### Short problem
Reproduce all of the entries below word for word, line by line.

### Coordinate annotation records

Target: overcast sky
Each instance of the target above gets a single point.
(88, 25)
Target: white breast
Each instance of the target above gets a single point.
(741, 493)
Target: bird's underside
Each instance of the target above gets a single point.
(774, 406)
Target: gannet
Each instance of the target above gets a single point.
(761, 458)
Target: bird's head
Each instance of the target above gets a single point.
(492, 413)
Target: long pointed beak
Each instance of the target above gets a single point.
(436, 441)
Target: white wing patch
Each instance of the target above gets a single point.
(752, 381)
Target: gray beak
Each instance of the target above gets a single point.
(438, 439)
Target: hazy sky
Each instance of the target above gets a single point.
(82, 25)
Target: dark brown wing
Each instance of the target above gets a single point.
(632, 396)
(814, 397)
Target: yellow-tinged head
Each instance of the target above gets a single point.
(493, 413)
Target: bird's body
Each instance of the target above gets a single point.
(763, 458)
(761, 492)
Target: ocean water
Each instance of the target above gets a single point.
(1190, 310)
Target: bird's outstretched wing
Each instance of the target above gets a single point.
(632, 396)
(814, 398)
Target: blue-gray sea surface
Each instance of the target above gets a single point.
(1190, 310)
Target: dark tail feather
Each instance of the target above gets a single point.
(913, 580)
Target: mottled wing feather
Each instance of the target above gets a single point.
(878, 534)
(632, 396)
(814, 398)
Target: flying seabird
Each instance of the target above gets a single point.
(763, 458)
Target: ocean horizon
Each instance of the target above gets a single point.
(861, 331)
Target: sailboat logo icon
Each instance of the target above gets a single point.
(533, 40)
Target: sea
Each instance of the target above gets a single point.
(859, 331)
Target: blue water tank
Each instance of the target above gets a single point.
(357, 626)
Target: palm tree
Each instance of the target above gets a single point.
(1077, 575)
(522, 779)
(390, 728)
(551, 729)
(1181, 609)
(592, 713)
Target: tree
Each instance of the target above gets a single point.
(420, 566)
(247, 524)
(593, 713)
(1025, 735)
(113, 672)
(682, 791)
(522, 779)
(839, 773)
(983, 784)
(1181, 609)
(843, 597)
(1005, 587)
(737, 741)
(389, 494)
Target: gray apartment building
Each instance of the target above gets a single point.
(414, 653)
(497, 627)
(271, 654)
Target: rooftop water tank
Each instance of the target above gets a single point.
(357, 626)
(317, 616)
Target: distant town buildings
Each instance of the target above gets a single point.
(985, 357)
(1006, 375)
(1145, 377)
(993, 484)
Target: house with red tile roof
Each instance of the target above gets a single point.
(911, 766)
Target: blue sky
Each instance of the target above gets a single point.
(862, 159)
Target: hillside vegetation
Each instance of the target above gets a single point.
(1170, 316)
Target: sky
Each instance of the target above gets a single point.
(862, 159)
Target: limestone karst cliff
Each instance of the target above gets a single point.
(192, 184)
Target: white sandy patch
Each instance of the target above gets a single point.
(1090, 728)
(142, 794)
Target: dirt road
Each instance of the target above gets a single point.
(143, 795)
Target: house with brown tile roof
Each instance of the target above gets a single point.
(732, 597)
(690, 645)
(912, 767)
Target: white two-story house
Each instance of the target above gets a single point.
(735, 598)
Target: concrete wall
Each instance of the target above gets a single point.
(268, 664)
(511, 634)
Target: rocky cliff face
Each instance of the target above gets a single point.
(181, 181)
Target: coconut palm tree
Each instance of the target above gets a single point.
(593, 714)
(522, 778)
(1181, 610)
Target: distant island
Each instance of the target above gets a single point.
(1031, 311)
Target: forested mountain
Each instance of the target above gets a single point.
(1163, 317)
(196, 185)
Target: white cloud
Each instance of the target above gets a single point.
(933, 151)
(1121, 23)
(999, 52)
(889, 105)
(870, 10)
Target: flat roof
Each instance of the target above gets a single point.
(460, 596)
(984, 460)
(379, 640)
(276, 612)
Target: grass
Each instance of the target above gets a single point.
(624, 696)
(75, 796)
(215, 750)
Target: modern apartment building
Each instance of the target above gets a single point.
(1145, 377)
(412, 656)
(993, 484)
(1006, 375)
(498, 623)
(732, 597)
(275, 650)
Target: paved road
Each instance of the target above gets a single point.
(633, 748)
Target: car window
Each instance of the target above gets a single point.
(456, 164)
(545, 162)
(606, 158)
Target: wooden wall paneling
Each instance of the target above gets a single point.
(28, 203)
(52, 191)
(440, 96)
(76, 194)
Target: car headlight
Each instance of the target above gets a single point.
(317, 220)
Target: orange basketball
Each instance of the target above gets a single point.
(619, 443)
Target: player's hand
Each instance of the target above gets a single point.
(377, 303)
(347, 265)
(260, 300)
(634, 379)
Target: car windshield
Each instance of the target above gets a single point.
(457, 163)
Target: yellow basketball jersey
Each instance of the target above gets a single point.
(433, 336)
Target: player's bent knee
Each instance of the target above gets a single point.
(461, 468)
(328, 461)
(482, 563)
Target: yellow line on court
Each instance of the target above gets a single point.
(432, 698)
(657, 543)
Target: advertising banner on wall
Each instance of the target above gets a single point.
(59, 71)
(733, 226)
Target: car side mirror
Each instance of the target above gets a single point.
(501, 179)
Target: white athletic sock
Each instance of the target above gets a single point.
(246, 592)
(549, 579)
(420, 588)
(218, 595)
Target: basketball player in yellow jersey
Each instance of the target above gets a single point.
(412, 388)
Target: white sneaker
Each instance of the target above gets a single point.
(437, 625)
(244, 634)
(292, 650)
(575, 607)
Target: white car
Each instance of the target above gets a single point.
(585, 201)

### Written response
Target: overcast sky
Each instance of the target above gets a single point.
(88, 25)
Target: white breast
Each instance of the target above gets a single point.
(741, 493)
Target: bird's underside
Each instance of the target above gets a single point.
(774, 406)
Target: gannet
Each instance of the target above gets a single point.
(761, 458)
Target: bird's head
Each instance of the target above gets a single point.
(492, 413)
Target: long pointed beak
Each instance of the target above gets a single point.
(436, 441)
Target: white wing patch
Each instance of the target above gets a single point.
(752, 381)
Target: gray beak
Each instance of the target above gets a single point.
(438, 439)
Target: hazy sky
Each instance of the target above gets a single point.
(82, 25)
Target: dark brown wing
Each instance of the target above gets a single point.
(632, 396)
(814, 397)
Target: yellow-tinged head
Each instance of the target above gets a single point.
(493, 413)
Target: bird's body
Each instance of the target above gets a single point.
(763, 458)
(761, 492)
Target: ocean water
Each instance of the target above gets a single point.
(1190, 310)
Target: bird's outstretched wing
Each instance of the target above gets a single point.
(632, 396)
(814, 398)
Target: blue-gray sea surface
Each instance of the target above gets a single point.
(1190, 310)
Target: dark tail feather
Each instance of the target above gets a single point.
(913, 580)
Target: mottled wing feather
Each instance of the target above gets a single point.
(878, 534)
(632, 396)
(814, 398)
Target: flying seabird
Each instance of the target above gets a single point.
(763, 458)
Target: ocean horizon
Each instance of the target above gets a single point.
(861, 331)
Target: sailboat logo icon
Each instance of the target above gets a single point.
(533, 40)
Target: sea
Each instance of the target above gets a single point.
(859, 331)
Target: blue water tank
Each instance of the target above gets a single point.
(357, 626)
Target: palm tree
Each instance of the target above gets a single point.
(1077, 575)
(522, 779)
(390, 728)
(551, 729)
(1181, 609)
(592, 713)
Target: tree
Each instance of the target above gets a single point.
(420, 566)
(247, 524)
(593, 713)
(1025, 735)
(113, 672)
(682, 791)
(522, 779)
(839, 773)
(983, 784)
(1181, 609)
(843, 597)
(1005, 587)
(737, 741)
(389, 494)
Target: gray apartment building
Each instance of the target above gets a single point.
(414, 653)
(497, 627)
(271, 654)
Target: rooftop water tank
Each instance of the target above gets a single point.
(357, 626)
(317, 616)
Target: distant town buildings
Each instance of the target above gets a single point.
(985, 357)
(1006, 375)
(1145, 377)
(993, 484)
Target: house with red tile roof
Each instance of the target above gets a single point.
(911, 766)
Target: blue sky
Each instance of the target above gets a single point.
(862, 159)
Target: hillside vegetation
Each instance of the target above gets a single point.
(1170, 316)
Target: sky
Each instance of the target above gets a single point.
(862, 159)
Target: limestone karst cliff
Each instance of the target above gets a single point.
(192, 184)
Target: white sandy patch
Each instance of the target above gets a single point.
(1090, 728)
(142, 794)
Target: dirt road
Each instance of the target above gets a single point.
(143, 795)
Target: house with brown tile roof
Each instance of the target above gets a single point.
(732, 597)
(690, 645)
(912, 767)
Target: white two-story house
Each instance of the target above gets a single point.
(735, 598)
Target: concrete wall
Each instance of the target above gets a single point.
(268, 664)
(511, 634)
Target: rocky cliff face
Each instance of the target above gets a single point.
(181, 181)
Target: coconut palm tree
Each instance of the target above gets a single point.
(593, 714)
(522, 778)
(1181, 610)
Target: distant island
Each instance of the target above gets a single point.
(1031, 311)
Target: forested mountain
Each instance of the target above gets a single point.
(1163, 317)
(196, 185)
Target: white cloud
Each instance of the target above gets a single point.
(933, 151)
(1121, 23)
(999, 52)
(889, 105)
(870, 10)
Target: flat roof
Each instance of the target above gets a single point.
(460, 596)
(984, 460)
(379, 640)
(276, 612)
Target: grass
Each instance of the target above gets a single point.
(624, 696)
(75, 796)
(215, 750)
Target: modern apartment building
Each instance of the target above gets a single point.
(1145, 377)
(412, 656)
(993, 484)
(1006, 375)
(498, 623)
(732, 597)
(275, 650)
Target: paved road
Each instance of the target above gets a single point.
(633, 748)
Target: car window
Each instance of the target above gets a single point.
(456, 164)
(545, 162)
(606, 158)
Target: wooden wall paneling
Each instance of the target above gets a single point.
(28, 203)
(52, 191)
(440, 96)
(76, 194)
Target: car headlight
Each instance of the target above gets a single point.
(317, 220)
Target: orange basketball
Each instance of the target above gets a single point.
(619, 443)
Target: player's hand
Each instance of the target above gets a single point.
(377, 303)
(347, 265)
(260, 300)
(634, 379)
Target: car windshield
Each instance of the target above gets a single point.
(457, 163)
Target: yellow basketball jersey
Each instance of the target above gets a single point.
(433, 336)
Target: player's bent knee
Each instance of the target above gets a single point.
(461, 468)
(328, 461)
(482, 563)
Target: yellow line on court
Each instance of the target above gets a single point.
(432, 698)
(657, 543)
Target: advertising banner on wall
Each instance of the target above gets a single point.
(59, 71)
(733, 226)
Target: car side mirror
Each instance of the target above gets a single point.
(501, 179)
Target: white athletic sock
Each instance of the target above gets a single point.
(246, 592)
(549, 579)
(420, 588)
(218, 595)
Target: basketball player in yellow jersey
Each instance of the target above gets a single point.
(412, 388)
Target: white sneaker
Each instance of the target above gets a single point.
(437, 625)
(244, 634)
(292, 650)
(575, 607)
Target: white car
Each instance of the target above gets a single point.
(585, 201)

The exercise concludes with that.